Task directions:
Retype every line of the records below, keeping each character the same.

Rows from a dataset:
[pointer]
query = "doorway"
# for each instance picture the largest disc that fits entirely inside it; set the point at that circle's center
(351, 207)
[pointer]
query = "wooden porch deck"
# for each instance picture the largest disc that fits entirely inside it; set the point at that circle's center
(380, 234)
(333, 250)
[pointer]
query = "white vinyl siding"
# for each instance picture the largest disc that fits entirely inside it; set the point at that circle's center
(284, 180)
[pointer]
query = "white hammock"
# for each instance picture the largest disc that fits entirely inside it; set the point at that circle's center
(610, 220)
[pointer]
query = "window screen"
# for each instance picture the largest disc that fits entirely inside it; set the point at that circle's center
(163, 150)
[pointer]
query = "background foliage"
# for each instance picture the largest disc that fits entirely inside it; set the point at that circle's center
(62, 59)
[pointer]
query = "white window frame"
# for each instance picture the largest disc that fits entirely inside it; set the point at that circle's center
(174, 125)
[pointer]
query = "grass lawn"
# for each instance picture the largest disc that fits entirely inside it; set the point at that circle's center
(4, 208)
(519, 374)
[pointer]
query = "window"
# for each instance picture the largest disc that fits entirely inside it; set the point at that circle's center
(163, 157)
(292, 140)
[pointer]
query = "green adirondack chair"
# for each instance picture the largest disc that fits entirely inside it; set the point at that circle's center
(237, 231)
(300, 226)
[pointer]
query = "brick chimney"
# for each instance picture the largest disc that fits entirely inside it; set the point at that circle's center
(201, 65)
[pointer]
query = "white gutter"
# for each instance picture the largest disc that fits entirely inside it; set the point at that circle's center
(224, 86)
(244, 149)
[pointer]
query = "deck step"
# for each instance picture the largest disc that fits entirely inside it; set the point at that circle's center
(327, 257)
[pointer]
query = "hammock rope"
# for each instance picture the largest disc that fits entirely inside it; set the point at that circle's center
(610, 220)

Reply to the exercise:
[pointer]
query = "doorway"
# for each instance picture the largest disc that fits entirely inside it; set the point at that circle's center
(351, 207)
[pointer]
query = "wooden porch deck"
# for each instance picture the largest disc that fits entirely inside it; set the point at that circle's center
(380, 234)
(333, 250)
[pointer]
query = "white vinyl siding"
# for each instance picture the largest disc that fits entirely inside it; set the point at that circle's center
(284, 180)
[pointer]
query = "white hammock"
# for each instance picture the largest disc that fits entirely inside it; set the point at that circle's center
(610, 220)
[pointer]
query = "window screen"
# for each instance picture the largest disc that fits entirely inside it; set the point at that circle's center
(163, 150)
[pointer]
query = "background foliage"
# for each instance picture the largest disc that fits entirely inside it; set the point at that circle's center
(62, 59)
[pointer]
query = "white window frame"
# for each instance picture the largest disc that fits entirely inside it; set the point at that circle's center
(174, 125)
[pointer]
query = "grass lawn"
# for each instance picture the largest disc that fits entirely inside it; set the point at that circle's center
(4, 208)
(519, 374)
[pointer]
query = "window"
# for each instance picture the largest disc that fits entirely inside it; set the point at that circle's center
(163, 157)
(292, 140)
[pointer]
query = "green adirondack chair"
# for each instance picture the largest disc that fits entirely inside it; set the point at that circle's center
(237, 231)
(300, 226)
[pointer]
query = "brick chimney"
# for each instance picture the largest disc that fits entirely inside it; set the point at that circle's center
(201, 65)
[pointer]
query = "white gutter"
# for each instance picture the largest disc that fits entirely inside it; set the point at that circle's center
(224, 86)
(244, 149)
[pointer]
query = "deck step"
# for each instance picture the largest disc that fits entirely inside it; set the point at that circle's center
(327, 257)
[pointer]
query = "hammock rope"
# for each instance picture the largest disc that fits entirely inside it; set the point at that circle's center
(610, 220)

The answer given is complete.